Instructions for the task: Locate the line that contains "Task: Where can the green trailer". Print it and each following line through the end of the listing, verbatim, and nothing more.

○ ○ ○ ○ ○ ○ ○

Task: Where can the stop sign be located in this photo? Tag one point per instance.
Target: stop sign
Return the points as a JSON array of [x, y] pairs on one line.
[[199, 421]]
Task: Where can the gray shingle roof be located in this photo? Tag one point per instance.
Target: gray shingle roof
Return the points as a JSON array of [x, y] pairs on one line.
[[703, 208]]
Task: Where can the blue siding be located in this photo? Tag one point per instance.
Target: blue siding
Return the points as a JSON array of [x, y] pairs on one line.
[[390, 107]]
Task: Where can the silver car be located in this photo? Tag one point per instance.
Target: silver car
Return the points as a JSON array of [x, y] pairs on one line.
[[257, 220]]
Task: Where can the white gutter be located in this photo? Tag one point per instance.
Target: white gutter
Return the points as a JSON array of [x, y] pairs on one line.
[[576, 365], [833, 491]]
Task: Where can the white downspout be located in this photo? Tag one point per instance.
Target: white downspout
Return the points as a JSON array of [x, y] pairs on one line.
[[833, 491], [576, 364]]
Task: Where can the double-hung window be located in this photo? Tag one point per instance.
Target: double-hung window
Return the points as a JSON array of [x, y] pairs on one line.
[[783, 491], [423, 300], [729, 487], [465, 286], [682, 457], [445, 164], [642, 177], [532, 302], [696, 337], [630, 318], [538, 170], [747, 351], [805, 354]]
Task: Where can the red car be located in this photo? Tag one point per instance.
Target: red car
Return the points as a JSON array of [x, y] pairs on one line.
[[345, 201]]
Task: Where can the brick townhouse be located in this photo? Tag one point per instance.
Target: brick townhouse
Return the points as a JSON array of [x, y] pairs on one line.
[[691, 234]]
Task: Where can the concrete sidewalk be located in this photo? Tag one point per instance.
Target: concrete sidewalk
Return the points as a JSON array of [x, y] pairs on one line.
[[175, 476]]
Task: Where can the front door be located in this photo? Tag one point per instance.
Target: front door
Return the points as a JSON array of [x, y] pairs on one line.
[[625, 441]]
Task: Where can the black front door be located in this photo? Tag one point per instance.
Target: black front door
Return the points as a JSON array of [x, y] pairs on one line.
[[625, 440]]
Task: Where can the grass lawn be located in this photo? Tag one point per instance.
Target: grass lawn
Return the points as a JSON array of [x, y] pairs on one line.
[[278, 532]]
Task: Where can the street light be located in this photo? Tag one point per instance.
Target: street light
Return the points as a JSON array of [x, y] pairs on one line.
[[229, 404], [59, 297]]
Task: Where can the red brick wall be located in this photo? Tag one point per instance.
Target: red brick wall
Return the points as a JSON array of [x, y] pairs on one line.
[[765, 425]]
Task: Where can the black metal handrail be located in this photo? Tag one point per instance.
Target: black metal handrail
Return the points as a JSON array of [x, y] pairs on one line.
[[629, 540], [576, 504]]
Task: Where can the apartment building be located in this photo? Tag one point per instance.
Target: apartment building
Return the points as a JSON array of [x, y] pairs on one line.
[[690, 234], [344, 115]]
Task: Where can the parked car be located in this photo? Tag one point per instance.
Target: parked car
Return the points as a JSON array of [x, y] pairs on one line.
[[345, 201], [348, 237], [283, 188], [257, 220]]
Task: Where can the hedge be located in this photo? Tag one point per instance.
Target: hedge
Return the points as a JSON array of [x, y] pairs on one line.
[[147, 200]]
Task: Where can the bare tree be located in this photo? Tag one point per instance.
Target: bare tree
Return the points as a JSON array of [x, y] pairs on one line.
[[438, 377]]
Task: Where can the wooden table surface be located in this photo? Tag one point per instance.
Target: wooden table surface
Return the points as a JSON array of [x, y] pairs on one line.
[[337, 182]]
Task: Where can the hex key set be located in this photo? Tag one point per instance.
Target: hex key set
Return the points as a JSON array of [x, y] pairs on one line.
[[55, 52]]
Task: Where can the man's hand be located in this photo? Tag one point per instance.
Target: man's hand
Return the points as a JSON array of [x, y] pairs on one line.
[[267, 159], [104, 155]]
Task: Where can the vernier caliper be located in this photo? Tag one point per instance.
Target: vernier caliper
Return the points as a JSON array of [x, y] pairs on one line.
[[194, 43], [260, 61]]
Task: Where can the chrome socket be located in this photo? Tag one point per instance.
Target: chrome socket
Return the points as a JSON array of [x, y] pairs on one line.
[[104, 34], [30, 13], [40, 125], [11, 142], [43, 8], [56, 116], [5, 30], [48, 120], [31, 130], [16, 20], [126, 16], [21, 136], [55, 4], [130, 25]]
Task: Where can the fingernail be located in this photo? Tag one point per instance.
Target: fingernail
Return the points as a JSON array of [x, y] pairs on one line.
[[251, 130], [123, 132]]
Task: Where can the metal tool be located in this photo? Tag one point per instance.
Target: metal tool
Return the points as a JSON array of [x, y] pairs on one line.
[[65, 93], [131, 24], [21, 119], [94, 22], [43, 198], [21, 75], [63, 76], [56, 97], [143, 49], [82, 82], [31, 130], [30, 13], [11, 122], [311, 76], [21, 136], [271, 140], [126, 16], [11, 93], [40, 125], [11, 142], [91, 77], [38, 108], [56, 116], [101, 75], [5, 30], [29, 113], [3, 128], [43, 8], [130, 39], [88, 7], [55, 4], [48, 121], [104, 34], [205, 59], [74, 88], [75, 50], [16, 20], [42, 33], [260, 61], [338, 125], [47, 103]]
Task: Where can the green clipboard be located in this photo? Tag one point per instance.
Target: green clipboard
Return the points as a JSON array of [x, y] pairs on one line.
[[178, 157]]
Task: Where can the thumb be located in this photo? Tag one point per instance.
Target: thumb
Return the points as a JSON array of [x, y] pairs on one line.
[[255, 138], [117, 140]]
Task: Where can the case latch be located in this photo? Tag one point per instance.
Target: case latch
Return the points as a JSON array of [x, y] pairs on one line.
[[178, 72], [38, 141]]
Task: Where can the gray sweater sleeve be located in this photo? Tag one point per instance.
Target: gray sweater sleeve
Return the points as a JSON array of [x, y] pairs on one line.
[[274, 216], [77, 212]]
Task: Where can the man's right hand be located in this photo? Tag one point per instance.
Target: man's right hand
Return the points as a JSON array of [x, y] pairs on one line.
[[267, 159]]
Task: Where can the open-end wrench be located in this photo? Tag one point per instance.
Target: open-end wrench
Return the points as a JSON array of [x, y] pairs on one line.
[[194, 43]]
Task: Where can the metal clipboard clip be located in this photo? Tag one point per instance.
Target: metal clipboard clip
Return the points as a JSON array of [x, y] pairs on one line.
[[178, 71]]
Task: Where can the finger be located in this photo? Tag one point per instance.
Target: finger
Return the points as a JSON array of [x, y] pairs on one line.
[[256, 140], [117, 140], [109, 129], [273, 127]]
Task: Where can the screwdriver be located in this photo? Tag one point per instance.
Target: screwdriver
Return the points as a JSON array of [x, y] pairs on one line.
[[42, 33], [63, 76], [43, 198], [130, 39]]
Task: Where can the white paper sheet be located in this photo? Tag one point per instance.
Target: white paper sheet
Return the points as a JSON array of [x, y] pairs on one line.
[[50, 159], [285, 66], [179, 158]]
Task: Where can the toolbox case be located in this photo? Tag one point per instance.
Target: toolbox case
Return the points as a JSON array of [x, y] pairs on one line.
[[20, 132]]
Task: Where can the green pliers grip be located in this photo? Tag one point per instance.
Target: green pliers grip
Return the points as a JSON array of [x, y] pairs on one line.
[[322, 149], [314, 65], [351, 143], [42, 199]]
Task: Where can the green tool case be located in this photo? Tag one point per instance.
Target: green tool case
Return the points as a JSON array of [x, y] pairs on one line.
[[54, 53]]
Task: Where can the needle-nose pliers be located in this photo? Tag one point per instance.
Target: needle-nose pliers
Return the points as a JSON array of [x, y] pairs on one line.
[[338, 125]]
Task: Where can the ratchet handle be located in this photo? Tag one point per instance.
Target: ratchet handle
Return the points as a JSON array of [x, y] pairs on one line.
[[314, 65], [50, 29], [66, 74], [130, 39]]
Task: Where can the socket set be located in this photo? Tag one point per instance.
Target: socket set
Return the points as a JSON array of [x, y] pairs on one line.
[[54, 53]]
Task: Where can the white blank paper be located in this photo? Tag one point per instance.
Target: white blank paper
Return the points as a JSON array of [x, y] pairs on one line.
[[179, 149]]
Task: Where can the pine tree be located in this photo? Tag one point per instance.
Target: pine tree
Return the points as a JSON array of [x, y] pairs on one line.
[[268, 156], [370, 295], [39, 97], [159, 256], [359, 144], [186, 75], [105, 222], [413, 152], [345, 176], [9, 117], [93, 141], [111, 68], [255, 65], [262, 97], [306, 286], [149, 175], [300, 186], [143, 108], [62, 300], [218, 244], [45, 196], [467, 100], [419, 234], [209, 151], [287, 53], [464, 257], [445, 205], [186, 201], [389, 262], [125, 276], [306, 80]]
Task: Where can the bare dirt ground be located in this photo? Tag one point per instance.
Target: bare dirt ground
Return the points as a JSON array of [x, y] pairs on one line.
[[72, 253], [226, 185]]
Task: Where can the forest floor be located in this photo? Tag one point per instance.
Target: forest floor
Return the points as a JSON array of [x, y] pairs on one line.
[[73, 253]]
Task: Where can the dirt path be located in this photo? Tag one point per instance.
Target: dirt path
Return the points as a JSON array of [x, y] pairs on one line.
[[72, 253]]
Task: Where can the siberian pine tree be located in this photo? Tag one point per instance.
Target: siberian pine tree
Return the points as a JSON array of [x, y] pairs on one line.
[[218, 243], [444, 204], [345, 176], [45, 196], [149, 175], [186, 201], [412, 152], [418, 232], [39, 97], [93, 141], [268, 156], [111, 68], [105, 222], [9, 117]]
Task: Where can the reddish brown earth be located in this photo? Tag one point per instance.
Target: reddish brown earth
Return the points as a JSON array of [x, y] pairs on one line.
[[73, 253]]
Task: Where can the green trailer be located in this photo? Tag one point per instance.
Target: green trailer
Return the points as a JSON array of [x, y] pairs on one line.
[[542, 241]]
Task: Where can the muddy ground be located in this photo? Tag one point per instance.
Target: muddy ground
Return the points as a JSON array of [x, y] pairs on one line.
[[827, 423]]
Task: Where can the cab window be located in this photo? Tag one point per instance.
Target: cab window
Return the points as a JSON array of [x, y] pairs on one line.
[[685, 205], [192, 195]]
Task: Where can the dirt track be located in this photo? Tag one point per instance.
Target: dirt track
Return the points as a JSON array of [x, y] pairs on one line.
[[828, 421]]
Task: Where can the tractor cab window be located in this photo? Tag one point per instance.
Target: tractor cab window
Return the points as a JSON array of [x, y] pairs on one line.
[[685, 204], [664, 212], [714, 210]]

○ ○ ○ ○ ○ ○ ○

Exercise result:
Task: Where can the green trailer be located in this photo? Tag one point per instance.
Target: green trailer
Return the points as a JSON array of [x, y] pairs on one line.
[[542, 241]]
Task: Where can the muddy ground be located in this photo? Tag one point per instance.
Target: muddy ground
Return the points as a JSON array of [x, y] pairs on one line.
[[827, 423]]
Task: Where can the cab window be located in this photo? Tag one point per instance.
Target: cab window
Return the points as a JSON array of [x, y] pairs on one line.
[[685, 205], [192, 195]]
Task: Where can the dirt track be located in this photo? Tag one point per instance.
Target: dirt track
Return the points as a JSON array of [x, y] pairs on one line.
[[828, 421]]
Task: Where can the tractor cab window be located in this photo? Tag one point per instance.
Target: tractor cab window
Return the points as a JSON array of [x, y] pairs on one line.
[[685, 204], [664, 212], [714, 210]]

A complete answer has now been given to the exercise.